== RECORDS SHOWN

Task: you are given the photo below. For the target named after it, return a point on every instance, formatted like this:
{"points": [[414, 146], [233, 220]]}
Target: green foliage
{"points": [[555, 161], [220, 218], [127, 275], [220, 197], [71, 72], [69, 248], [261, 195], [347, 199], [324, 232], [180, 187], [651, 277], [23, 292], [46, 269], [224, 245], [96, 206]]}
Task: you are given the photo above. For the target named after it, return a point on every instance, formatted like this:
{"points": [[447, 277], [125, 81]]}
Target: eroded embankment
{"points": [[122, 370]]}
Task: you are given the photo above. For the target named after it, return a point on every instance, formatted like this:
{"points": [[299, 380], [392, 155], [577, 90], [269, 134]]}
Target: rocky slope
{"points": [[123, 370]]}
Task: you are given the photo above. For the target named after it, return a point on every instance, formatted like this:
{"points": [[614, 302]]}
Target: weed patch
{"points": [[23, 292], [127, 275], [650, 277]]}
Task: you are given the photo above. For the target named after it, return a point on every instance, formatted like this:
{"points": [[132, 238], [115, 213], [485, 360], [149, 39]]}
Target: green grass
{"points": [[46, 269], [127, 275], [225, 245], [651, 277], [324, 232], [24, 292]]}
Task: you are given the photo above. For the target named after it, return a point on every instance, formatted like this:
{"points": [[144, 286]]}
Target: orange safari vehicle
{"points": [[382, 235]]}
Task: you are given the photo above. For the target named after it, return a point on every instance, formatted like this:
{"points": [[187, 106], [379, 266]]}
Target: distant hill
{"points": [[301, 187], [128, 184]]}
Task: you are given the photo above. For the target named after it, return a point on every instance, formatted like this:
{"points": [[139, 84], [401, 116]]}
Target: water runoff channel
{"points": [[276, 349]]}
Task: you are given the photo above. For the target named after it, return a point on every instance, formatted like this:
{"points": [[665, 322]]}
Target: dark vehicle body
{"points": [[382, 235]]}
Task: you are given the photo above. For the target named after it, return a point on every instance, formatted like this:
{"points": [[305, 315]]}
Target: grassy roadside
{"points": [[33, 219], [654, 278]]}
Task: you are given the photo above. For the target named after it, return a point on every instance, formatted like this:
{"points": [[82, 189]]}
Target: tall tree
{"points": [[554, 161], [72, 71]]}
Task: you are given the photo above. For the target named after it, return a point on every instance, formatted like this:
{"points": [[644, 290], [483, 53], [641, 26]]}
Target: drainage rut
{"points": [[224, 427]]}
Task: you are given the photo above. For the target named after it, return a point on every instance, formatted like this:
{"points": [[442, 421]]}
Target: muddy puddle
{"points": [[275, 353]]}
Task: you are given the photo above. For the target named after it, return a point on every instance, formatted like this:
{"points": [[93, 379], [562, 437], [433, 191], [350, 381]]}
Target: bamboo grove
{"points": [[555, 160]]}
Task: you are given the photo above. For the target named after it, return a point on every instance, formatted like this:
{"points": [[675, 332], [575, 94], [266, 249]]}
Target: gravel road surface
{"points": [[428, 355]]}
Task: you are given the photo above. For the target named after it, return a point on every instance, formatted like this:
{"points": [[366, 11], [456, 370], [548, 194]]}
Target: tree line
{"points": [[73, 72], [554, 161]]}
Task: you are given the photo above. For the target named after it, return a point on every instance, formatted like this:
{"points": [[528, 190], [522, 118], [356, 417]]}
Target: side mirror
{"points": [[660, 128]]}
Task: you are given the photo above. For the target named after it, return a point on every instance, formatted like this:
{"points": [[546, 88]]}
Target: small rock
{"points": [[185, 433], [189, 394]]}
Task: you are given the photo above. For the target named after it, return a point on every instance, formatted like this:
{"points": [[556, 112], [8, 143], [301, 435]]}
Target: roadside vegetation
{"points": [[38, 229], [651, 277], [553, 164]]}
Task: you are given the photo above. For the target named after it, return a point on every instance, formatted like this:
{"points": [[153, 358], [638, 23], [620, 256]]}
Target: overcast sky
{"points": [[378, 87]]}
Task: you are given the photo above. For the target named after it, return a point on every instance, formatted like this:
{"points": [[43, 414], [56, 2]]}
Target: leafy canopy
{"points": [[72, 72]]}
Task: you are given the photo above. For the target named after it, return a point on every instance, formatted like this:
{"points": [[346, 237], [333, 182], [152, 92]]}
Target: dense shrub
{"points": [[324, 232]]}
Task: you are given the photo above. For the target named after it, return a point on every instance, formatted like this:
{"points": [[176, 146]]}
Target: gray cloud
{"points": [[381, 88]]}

====

GOAL:
List every line in the records above that contains the string "vehicle".

WRITTEN RESPONSE:
Target: orange safari vehicle
Target: dark vehicle body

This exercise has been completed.